Start of Data supplied
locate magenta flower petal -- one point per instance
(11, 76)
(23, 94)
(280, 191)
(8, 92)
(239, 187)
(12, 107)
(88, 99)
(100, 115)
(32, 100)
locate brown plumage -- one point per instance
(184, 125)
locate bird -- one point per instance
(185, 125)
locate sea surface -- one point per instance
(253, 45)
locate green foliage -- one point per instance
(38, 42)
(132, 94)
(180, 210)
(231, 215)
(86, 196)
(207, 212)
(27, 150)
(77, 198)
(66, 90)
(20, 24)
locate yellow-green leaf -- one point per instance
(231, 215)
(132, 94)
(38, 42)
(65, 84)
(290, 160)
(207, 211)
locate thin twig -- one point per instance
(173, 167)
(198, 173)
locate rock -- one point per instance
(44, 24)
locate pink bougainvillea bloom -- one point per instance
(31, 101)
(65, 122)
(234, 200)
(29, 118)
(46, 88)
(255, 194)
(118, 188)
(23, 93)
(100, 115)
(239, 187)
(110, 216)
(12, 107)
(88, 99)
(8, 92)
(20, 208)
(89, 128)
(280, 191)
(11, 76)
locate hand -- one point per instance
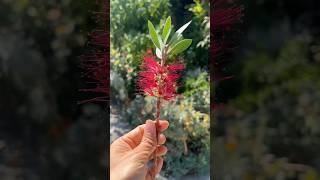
End of Data supplied
Assignment: The reply must consist of the complete listing, reproduced exactly, with no images.

Answer:
locate magenta flower petal -- one point per instance
(11, 76)
(23, 94)
(280, 191)
(8, 92)
(239, 187)
(12, 107)
(88, 99)
(100, 115)
(32, 100)
locate brown plumage -- one point per instance
(184, 125)
locate bird -- one point per instance
(185, 125)
locate sea surface -- one point per instance
(253, 45)
locate green foliage -- one point per instance
(38, 42)
(132, 94)
(180, 210)
(231, 215)
(86, 196)
(207, 212)
(27, 150)
(77, 198)
(66, 90)
(20, 24)
locate yellow-green leaf -- one point per instance
(231, 215)
(132, 94)
(38, 42)
(65, 84)
(290, 160)
(207, 211)
locate thin twig -- one point per instance
(173, 167)
(198, 173)
locate rock -- one point per instance
(44, 24)
locate pink bougainvillea bloom -- one point per instance
(31, 101)
(65, 122)
(234, 200)
(29, 118)
(46, 88)
(255, 194)
(118, 188)
(23, 93)
(100, 115)
(239, 187)
(110, 216)
(12, 107)
(88, 99)
(8, 92)
(20, 208)
(89, 128)
(280, 191)
(11, 76)
locate hand -- one point per instance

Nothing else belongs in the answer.